MATERIAL FOR THE TASK
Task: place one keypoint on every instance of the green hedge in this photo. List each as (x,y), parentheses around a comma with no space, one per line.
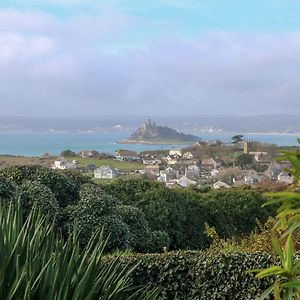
(200,274)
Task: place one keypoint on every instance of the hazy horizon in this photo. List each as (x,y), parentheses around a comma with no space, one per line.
(75,58)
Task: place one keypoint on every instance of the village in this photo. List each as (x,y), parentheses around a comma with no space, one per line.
(202,164)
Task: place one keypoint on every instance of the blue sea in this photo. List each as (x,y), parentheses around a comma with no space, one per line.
(39,143)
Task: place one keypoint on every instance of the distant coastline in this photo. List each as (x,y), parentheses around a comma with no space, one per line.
(160,142)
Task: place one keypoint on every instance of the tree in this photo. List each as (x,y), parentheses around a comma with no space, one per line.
(244,160)
(97,210)
(287,273)
(7,188)
(165,210)
(67,153)
(34,193)
(237,138)
(138,226)
(64,187)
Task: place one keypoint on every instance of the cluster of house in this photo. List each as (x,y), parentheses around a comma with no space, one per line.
(180,168)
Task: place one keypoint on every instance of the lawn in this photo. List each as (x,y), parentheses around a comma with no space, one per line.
(121,165)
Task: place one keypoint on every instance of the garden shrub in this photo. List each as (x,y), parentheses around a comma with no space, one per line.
(200,274)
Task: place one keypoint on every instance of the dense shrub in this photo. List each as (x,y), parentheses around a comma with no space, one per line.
(64,187)
(96,210)
(200,274)
(36,263)
(34,193)
(7,188)
(235,211)
(130,191)
(138,226)
(182,214)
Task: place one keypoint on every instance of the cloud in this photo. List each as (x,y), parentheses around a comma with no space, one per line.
(50,66)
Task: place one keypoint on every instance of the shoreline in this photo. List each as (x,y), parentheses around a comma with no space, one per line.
(134,142)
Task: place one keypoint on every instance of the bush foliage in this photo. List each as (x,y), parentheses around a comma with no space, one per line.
(201,275)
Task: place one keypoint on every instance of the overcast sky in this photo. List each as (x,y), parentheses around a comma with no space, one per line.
(158,57)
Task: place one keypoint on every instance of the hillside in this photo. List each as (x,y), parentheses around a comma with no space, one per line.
(150,133)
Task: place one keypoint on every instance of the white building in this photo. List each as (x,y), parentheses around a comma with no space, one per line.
(106,172)
(62,164)
(285,178)
(192,171)
(175,152)
(183,181)
(220,185)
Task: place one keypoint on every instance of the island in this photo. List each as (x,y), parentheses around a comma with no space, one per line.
(150,133)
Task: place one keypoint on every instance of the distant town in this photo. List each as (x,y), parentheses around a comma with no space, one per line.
(202,164)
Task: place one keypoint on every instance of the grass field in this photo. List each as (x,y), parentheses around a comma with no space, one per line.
(121,165)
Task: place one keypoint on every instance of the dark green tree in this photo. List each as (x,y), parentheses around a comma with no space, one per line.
(67,153)
(244,160)
(237,138)
(95,210)
(64,187)
(34,193)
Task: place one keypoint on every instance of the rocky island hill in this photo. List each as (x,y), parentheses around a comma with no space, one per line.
(150,133)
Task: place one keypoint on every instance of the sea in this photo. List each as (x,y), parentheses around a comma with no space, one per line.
(35,144)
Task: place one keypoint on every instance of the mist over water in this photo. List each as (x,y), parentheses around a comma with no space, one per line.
(39,143)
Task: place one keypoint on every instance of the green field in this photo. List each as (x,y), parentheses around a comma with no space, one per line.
(121,165)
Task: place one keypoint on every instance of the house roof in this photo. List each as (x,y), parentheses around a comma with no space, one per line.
(126,153)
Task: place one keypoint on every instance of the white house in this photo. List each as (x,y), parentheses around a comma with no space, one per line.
(183,181)
(221,185)
(285,178)
(62,164)
(192,171)
(106,172)
(151,170)
(261,156)
(175,152)
(214,172)
(126,155)
(168,174)
(151,161)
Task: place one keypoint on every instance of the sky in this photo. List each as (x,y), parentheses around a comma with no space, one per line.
(160,57)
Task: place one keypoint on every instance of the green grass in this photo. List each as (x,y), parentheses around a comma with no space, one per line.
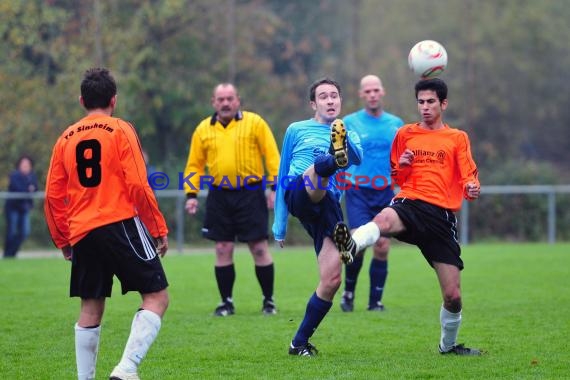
(516,307)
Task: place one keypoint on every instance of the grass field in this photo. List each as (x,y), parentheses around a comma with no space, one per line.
(516,307)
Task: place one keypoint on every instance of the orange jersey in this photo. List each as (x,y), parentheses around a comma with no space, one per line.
(97,176)
(441,168)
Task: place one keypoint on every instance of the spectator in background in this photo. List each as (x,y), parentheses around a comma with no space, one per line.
(17,210)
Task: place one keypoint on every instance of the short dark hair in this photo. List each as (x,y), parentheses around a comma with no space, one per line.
(434,84)
(97,88)
(22,158)
(318,82)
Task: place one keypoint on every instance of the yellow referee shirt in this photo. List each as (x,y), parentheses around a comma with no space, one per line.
(233,155)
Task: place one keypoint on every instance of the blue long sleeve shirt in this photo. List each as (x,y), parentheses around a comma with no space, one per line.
(303,141)
(376,135)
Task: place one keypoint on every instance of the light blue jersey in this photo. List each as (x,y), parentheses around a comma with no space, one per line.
(303,141)
(376,136)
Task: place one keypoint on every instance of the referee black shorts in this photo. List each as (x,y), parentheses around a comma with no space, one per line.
(236,214)
(432,228)
(124,249)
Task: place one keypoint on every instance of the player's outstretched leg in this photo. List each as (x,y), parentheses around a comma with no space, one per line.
(338,146)
(344,243)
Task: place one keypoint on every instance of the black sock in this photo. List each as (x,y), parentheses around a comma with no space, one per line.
(225,276)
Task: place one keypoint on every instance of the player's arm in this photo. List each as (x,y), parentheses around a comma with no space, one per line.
(401,159)
(270,153)
(55,205)
(355,150)
(281,214)
(467,168)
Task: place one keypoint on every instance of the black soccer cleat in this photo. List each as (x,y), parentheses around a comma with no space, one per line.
(460,349)
(268,307)
(224,309)
(305,350)
(339,146)
(345,245)
(347,302)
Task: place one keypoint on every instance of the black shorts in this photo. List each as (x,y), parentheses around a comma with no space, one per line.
(318,219)
(236,214)
(124,249)
(433,229)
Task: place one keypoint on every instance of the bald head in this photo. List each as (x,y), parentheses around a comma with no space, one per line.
(371,92)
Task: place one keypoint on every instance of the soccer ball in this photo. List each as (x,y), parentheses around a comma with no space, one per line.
(427,59)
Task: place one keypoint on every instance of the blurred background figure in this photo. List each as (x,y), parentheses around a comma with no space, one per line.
(17,210)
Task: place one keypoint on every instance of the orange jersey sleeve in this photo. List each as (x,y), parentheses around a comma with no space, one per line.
(97,176)
(442,165)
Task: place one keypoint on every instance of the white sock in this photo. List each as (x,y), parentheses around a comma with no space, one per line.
(144,330)
(366,235)
(450,323)
(86,347)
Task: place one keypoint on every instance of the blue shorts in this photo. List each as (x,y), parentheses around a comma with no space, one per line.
(240,215)
(318,219)
(363,204)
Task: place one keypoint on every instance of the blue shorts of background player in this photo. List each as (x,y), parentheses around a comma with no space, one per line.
(362,204)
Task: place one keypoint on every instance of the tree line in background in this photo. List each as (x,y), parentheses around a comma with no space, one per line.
(507,73)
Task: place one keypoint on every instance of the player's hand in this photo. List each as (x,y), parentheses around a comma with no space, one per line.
(67,252)
(406,158)
(162,245)
(191,206)
(472,190)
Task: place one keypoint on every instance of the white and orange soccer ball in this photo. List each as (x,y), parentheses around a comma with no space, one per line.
(427,59)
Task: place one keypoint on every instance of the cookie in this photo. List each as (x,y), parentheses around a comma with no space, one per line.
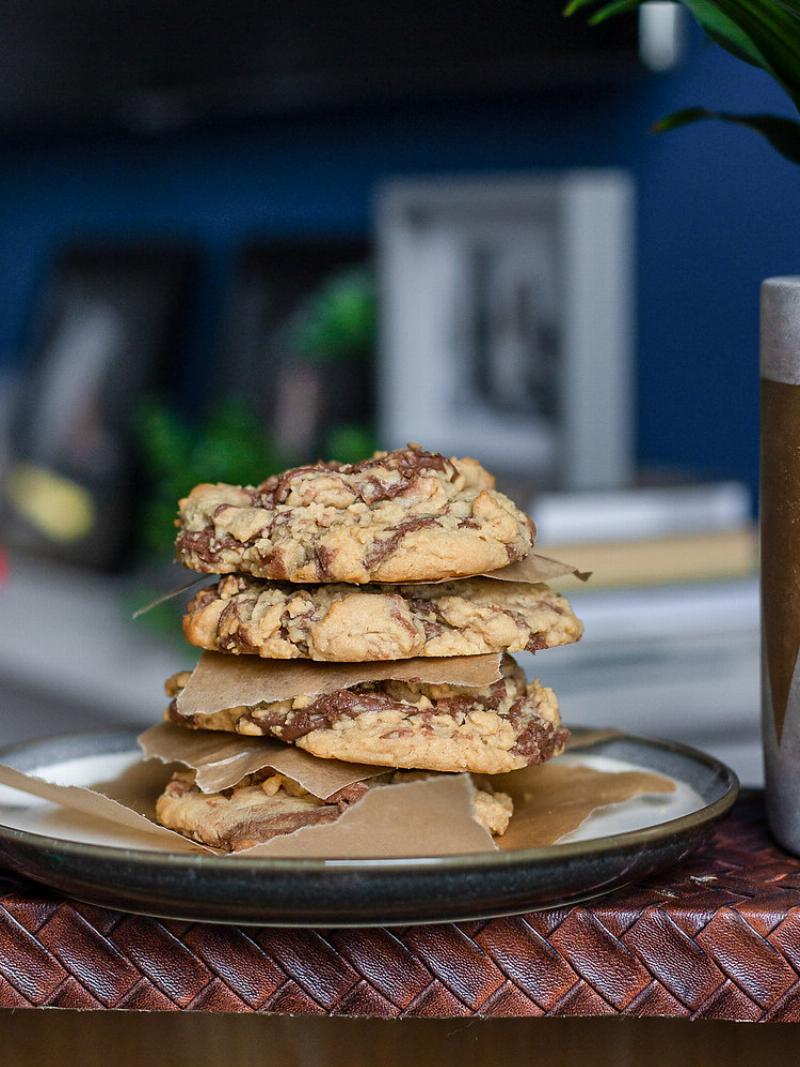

EXERCISE REQUIREMENTS
Could you write the entries out again exactly, without their pictures?

TASK ANSWER
Task: place one keypoint on every instance of the green hedge in this photo. List each as (x,y), parentheses around a comma with no space, one per line.
(200,274)
Task: place one keypoint on every instance of the hazy horizon in this photo. List each as (x,y), parentheses around a comma with no space, one per line.
(75,58)
Task: place one keypoint on every instance of the village in this photo. List each as (x,y), parentheses around a comma with no space, one per line.
(202,164)
Task: place one keypoint on every instance of the blue sea in this photo. List each as (x,y), parentheses around a comma with no space, one per line.
(39,143)
Task: place one keypoint on every instance of the distant coastline in this photo. List each as (x,y), parentheses around a comma with no space, one per line.
(160,142)
Task: place one keypoint on every instance of the tree in this photo. List each as (x,y), parentheses around a comma with no space, one per line.
(244,160)
(97,210)
(287,273)
(7,188)
(165,210)
(67,153)
(34,193)
(237,138)
(138,226)
(64,187)
Task: place one keypoint on every instance of the cluster of house in this photo. List each as (x,y), parentheses around a comma with no space, one per line.
(180,168)
Task: place one keypoint on every instance of the lawn in this photo. List each as (x,y), parentheses around a comma with no space, one per line.
(121,165)
Task: place one keypoint on every instance of the garden shrub in this photo. List each as (x,y), parentheses around a comma with no space, one per line.
(200,274)
Task: place one keypoint on every instance of the dense shrub in this photo. List each as (x,y), parentheses around a comma with no space, one per line.
(64,187)
(96,210)
(200,274)
(36,263)
(34,193)
(7,188)
(235,211)
(130,191)
(138,226)
(182,214)
Task: place one keypoint on every instance of the cloud in this photo. List each as (x,y), parentheses around a comma with no space, one per line.
(50,66)
Task: place one keypoint on every instance of the shoreline in this photo. List each as (x,y), parentheses around a comma with no space, one per line.
(134,142)
Task: place one keypoint on every instance of the bush foliage in this photo. List each as (x,y), parentheses around a comma with no space, one per line.
(201,275)
Task: place one keypoint on every instance of the overcast sky in this photo. List each as (x,y), parentheses around a comma with no space, one per line.
(158,57)
Task: place one keypoint on every instance of the hillside in this photo. List each as (x,y), parentheses around a comma with no space, one per line.
(150,133)
Task: place one keypoint on every instance of the white building in this photo. List each as (x,y), parentheses around a comma with no space, one per line.
(106,172)
(62,164)
(285,178)
(192,171)
(175,152)
(183,181)
(220,185)
Task: place one keypoint on every instance of the island in this photo. List each as (x,y), parentheses around a comma with no space, one per line.
(150,133)
Task: place one keypoint on every instance of the distant town in this photo. List each as (x,y), parentheses around a comma with no space, one per line.
(202,164)
Task: place one keypoint on every instance of the grass field in this photo. List each as (x,y), parentheses around a comma with no space, one per line.
(121,165)
Task: place one keypoint on every instance of the dark green tree in this photo. List each as (x,y), parentheses around a comma with no space, one per line.
(67,153)
(244,160)
(237,138)
(95,210)
(64,187)
(34,193)
Task: place one keypoint on every instance of the rocky island hill in this photo. List each as (x,y), parentheses around a comma with no space, one per line.
(150,133)
Task: place one keypoint on every instance of the sea in this photo. List each as (x,y), parentheses around a comma with no space, one per line.
(35,144)
Task: place one keypoint on every instance of the mist over water in this photo. List each as (x,y), parentheses around a comma with no space, one per line.
(39,143)
Task: place one keypoint on every instance of the green field in this photo. List each as (x,y), parentheses around a comma with no space, one per line.
(121,165)
Task: place one keypoint on every instance of the house roof in this photo. List each as (x,y), parentheses around a comma with no space, one per line.
(126,153)
Task: place one keypoint on every instance of the white house in this photo. List each as (x,y), parentheses around a comma with no space, one per line.
(183,181)
(221,185)
(285,178)
(62,164)
(192,171)
(106,172)
(151,170)
(261,156)
(175,152)
(214,172)
(126,155)
(168,174)
(151,161)
Task: place one keypoint on every instance of the sky in this photo. List each as (x,y), parentheses around a comma with no space, one per line.
(160,57)
Task: place one keypoint on every instance of the green grass in this photo. List each as (x,y), parentheses around a comma with no space, one per line.
(516,307)
Task: place one keypoint on every instance of the grass field in this photo. List each as (x,y), parentheses around a comma with no space, one per line.
(516,307)
Task: place one keypoint on every instance of the orange jersey in this photo. List each as (x,y), parentheses around a comma with no space, one per line.
(97,176)
(441,168)
Task: place one keypoint on every instance of the spectator in background in this photo. List each as (x,y), parentheses around a comma with no space, one per line.
(17,210)
Task: place one keypoint on every instance of the short dark hair in this photo. List each as (x,y), parentheses around a comma with no space, one per line.
(434,84)
(97,88)
(22,158)
(318,82)
Task: place one keypoint on every instance of the yellow referee shirt in this photo. List each as (x,y), parentheses around a comma with no space, one per line.
(233,155)
Task: place one keypoint on every instance of the blue long sleeve shirt in this photo. List each as (x,y), parentheses around a comma with no space, one per line.
(303,141)
(376,135)
Task: place one keypoint on every instance of the light blue jersey in this photo. List each as (x,y), parentheses around a comma with no space, one per line.
(303,141)
(376,136)
Task: place one keypoint on every instance of the referee black shorts in this photo. List each as (x,y), parentheses around a comma with no space, one per line.
(236,214)
(432,228)
(124,249)
Task: place one keypoint on every instance of the player's outstretched leg in this photo. List each as (x,y), parentheses around a comma with no space, one per line.
(338,146)
(344,243)
Task: place one keypoint on every instance of the black sock in this photo. List each as (x,y), parentheses around a comma with no space, one per line.
(225,276)
Task: place one keypoint on every instance of the player's arm in this photo. List each as (x,y), parentheses around a comma with no space, one per line.
(401,159)
(270,153)
(55,205)
(355,150)
(281,214)
(467,168)
Task: place one keypoint on every instance of the black soccer cleat in this photo. List each as (x,y), parentheses around a comma with no space, one per line.
(460,349)
(268,307)
(224,309)
(305,350)
(339,146)
(345,245)
(347,302)
Task: place one keypoint on every instance of the black shorts in this photo. List each as (x,y), parentheses around a comma with no space, one per line.
(318,219)
(236,214)
(124,249)
(433,229)
Task: place one keypoint on every instance of the bald head in this photo. List each as (x,y), parentheses around a comma with no space, one per line.
(371,92)
Task: place one keypoint on every instance of the soccer ball in this photo. List each as (x,y), parentheses around a comma with no space, one per line.
(427,59)
Task: place one keypoint on every instance of the blurred background figure in this photo. List each as (x,y), parentheses around a comma with no space, one per line.
(17,210)
Task: place one keypoint on every instance of the orange jersey sleeve in this photo. List each as (x,y), parentheses around a comma with no space, one per line.
(97,176)
(442,165)
Task: place one keypoint on every instance of the white sock in this photo. List each as (x,y), parentheses around a comma with no space, one per line.
(144,330)
(366,235)
(450,323)
(86,347)
Task: place one keypoint on every instance of the blue shorts in this photo. List each as (x,y), parentheses around a comma with no space, one per line.
(240,215)
(318,219)
(363,204)
Task: place one keypoint on every instance of the blue shorts of background player in this photo. List each as (x,y), parentheses around a comma with no space, one per line.
(362,204)
Task: place one keypoint on every instance of the tree line in background in this photo. List each as (x,y), parentheses around a comma with no space, one per line.
(507,73)
Task: place one keypoint on every instance of the player's hand in this photo. List each as (x,y), parentheses around a comma with no space, one per line.
(67,252)
(406,158)
(162,245)
(191,206)
(472,190)
Task: place one keypoint on every instance of the white and orange soccer ball in this photo. List each as (x,y), parentheses around a comma with no space, one per line.
(427,59)
Task: place one keypoint on every instance of the cookie in this photo. List each as (x,y), parentheses around a comma with no space, one per line.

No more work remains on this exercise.